YOUR OBJECTIVE:
The data follows this line. Copy verbatim the line with "Phrase: gray striped t-shirt" and each line after it to the end.
>>>
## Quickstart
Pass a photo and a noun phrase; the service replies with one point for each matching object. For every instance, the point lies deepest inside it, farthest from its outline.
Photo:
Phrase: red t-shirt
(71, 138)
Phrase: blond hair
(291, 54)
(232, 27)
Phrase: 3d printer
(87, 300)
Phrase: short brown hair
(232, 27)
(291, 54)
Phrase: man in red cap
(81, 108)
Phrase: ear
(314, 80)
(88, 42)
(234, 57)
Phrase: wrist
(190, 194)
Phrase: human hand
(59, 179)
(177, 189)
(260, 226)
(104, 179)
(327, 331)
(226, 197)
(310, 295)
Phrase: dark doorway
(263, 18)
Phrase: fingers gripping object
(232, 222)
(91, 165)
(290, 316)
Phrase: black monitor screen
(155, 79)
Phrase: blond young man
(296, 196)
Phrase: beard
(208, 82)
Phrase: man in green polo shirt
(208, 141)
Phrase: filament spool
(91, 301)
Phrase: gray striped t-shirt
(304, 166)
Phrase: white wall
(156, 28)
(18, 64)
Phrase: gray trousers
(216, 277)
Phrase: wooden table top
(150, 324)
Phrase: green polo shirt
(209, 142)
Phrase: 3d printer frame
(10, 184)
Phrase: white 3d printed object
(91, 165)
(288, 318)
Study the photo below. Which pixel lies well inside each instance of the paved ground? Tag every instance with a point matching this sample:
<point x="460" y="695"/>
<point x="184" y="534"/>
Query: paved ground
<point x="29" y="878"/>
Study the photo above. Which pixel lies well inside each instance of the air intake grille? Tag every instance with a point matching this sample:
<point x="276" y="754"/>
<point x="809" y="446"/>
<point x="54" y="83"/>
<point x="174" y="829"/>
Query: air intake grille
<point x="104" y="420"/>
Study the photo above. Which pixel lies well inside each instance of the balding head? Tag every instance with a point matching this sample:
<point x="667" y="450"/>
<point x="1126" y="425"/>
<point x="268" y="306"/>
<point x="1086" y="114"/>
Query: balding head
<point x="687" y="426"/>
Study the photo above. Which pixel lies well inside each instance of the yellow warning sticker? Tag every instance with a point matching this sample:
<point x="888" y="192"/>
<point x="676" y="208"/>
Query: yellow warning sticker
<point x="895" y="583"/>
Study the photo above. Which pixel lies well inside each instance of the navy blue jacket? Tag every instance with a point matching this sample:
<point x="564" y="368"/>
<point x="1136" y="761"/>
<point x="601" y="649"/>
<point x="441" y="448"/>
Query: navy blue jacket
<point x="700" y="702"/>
<<<
THE ANSWER:
Phrase: gray striped t-shirt
(304, 166)
Phrase: white wall
(156, 28)
(18, 64)
Phrase: gray trousers
(216, 277)
Phrase: wooden table top
(150, 324)
Phrase: green polo shirt
(209, 142)
Phrase: 3d printer frame
(10, 184)
Phrase: white 3d printed object
(91, 165)
(288, 318)
Study the photo below. Which pixel lies well inside each instance of the paved ground? Tag every instance with a point matching this sample:
<point x="460" y="695"/>
<point x="184" y="534"/>
Query: paved ground
<point x="29" y="878"/>
Study the photo above. Which pixel lies well inside each instance of the air intake grille? Tag every instance with a point matching this sample:
<point x="276" y="754"/>
<point x="809" y="446"/>
<point x="54" y="83"/>
<point x="174" y="829"/>
Query: air intake grille
<point x="104" y="420"/>
Study the photo above. Which pixel lies well inside each instance of the balding head? Tag every instance with a point matching this sample:
<point x="667" y="450"/>
<point x="1126" y="425"/>
<point x="268" y="306"/>
<point x="1086" y="114"/>
Query: balding head
<point x="687" y="426"/>
Study the photo above. Which pixel lies well inside each instance of the yellow warning sticker? Tag every instance with a point matching this sample:
<point x="888" y="192"/>
<point x="676" y="208"/>
Query: yellow warning sticker
<point x="895" y="583"/>
Study the photo above. Which pixel lies well inside each instance of the navy blue jacket? Tag every instance with a point matching this sample:
<point x="564" y="368"/>
<point x="1136" y="761"/>
<point x="601" y="649"/>
<point x="441" y="448"/>
Query: navy blue jacket
<point x="700" y="702"/>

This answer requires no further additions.